** start **

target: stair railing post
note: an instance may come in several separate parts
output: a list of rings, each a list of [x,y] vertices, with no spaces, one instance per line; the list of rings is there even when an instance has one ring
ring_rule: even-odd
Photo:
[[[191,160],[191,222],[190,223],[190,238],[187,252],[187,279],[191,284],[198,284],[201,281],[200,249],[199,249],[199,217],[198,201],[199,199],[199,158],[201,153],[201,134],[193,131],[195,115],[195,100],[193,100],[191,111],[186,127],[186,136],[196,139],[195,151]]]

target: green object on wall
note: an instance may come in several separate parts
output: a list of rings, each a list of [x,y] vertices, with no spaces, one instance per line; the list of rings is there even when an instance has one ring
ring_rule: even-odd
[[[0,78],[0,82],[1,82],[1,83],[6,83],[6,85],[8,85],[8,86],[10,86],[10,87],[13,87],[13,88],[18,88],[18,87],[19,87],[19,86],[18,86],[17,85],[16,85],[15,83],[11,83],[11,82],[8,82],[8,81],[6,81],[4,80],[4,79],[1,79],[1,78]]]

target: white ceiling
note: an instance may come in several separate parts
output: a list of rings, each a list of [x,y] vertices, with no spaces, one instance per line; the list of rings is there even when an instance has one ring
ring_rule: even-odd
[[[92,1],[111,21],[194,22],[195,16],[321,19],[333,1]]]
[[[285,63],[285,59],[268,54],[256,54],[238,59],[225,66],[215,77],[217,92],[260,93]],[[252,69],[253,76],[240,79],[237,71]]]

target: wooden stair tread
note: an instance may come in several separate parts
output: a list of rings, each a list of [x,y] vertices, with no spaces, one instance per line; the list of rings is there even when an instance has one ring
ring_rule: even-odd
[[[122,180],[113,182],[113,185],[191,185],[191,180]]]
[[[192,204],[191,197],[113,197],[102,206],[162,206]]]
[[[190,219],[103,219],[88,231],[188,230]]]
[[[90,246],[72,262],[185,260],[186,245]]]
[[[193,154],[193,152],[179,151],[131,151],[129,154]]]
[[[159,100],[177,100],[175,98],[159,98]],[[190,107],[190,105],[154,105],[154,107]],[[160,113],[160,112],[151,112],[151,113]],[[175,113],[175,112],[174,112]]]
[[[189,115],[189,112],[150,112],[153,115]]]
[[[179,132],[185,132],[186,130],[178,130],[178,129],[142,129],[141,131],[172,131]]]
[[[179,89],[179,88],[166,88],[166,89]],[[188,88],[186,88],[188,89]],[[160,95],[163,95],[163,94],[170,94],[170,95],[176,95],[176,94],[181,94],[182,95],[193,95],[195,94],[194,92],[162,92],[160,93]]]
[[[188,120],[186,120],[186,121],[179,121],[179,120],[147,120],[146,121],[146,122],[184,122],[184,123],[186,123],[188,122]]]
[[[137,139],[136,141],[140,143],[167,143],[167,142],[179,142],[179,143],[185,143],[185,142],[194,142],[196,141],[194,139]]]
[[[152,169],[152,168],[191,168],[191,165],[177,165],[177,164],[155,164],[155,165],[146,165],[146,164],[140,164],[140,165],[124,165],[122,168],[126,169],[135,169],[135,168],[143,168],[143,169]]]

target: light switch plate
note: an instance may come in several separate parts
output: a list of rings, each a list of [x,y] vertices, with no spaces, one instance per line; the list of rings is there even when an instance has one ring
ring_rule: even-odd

** end **

Short problem
Reproduce every row above verbatim, keeping each line and its characters unchanged.

Result of the task
target: stair railing post
note: an instance may come in several separate parts
output: a list of rings, each a list of [x,y] vertices, with no spaces, one instance per line; the list of rings is there even when an instance has one ring
ring_rule: even-odd
Photo:
[[[191,160],[191,222],[190,223],[190,238],[187,252],[187,279],[191,284],[198,284],[201,281],[200,249],[199,249],[199,217],[198,201],[199,199],[199,158],[201,153],[201,134],[193,131],[195,115],[195,100],[193,100],[191,111],[186,127],[186,136],[196,139],[195,151]]]

target: green object on wall
note: an instance may come in several separate parts
output: a list of rings, each a list of [x,y] vertices, with no spaces, one instance per line; the list of rings is there even when an instance has one ring
ring_rule: even-odd
[[[0,78],[0,82],[1,82],[1,83],[6,83],[6,85],[8,85],[8,86],[10,86],[10,87],[13,87],[13,88],[18,88],[18,87],[19,87],[19,86],[18,86],[17,85],[16,85],[15,83],[11,83],[11,82],[8,82],[8,81],[6,81],[4,80],[4,79],[1,79],[1,78]]]

target: white ceiling
note: an instance may come in several separate parts
output: a list of rings, each a list of [x,y] vertices, with no spaces, one instance per line; the list of rings is there even when an instance has one ring
ring_rule: even-odd
[[[92,1],[111,21],[194,22],[195,16],[321,19],[333,1]]]
[[[285,63],[285,59],[268,54],[256,54],[238,59],[225,66],[215,77],[217,92],[260,93]],[[252,69],[253,76],[240,79],[237,71]]]

target: wooden stair tread
note: an instance may come in several separate parts
output: a list of rings, each a list of [x,y] vertices, with no spaces, one instance per line; the list of rings is there even when an instance has one ring
ring_rule: even-odd
[[[122,180],[113,182],[113,185],[191,185],[191,180]]]
[[[192,204],[191,197],[113,197],[102,206],[162,206]]]
[[[190,219],[103,219],[88,231],[188,230]]]
[[[90,246],[72,262],[185,260],[186,245]]]
[[[193,154],[193,152],[179,151],[131,151],[129,154]]]
[[[159,100],[177,100],[175,98],[159,98]],[[190,107],[190,105],[154,105],[154,107]],[[160,113],[160,112],[151,112],[151,113]],[[175,113],[175,112],[174,112]]]
[[[189,115],[189,112],[150,112],[153,115]]]
[[[179,132],[185,132],[186,130],[178,130],[178,129],[142,129],[141,131],[172,131]]]
[[[179,89],[179,88],[166,88],[166,89]],[[188,88],[186,88],[188,89]],[[160,95],[163,95],[163,94],[170,94],[170,95],[176,95],[176,94],[181,94],[182,95],[193,95],[195,94],[194,92],[162,92],[160,93]]]
[[[188,120],[186,120],[186,121],[179,121],[179,120],[147,120],[146,121],[146,122],[184,122],[184,123],[186,123],[188,122]]]
[[[137,139],[136,141],[140,143],[167,143],[167,142],[179,142],[179,143],[185,143],[185,142],[194,142],[196,141],[194,139]]]
[[[152,169],[152,168],[191,168],[191,165],[177,165],[177,164],[155,164],[155,165],[146,165],[146,164],[140,164],[140,165],[124,165],[122,168],[126,169],[135,169],[135,168],[143,168],[143,169]]]

target: light switch plate
note: an instance may come in several separate parts
output: a list of rings, each a list of [x,y] vertices, with no spaces, one instance per line; the list of rings is there even when an instance has one ring
ring_rule: even-odd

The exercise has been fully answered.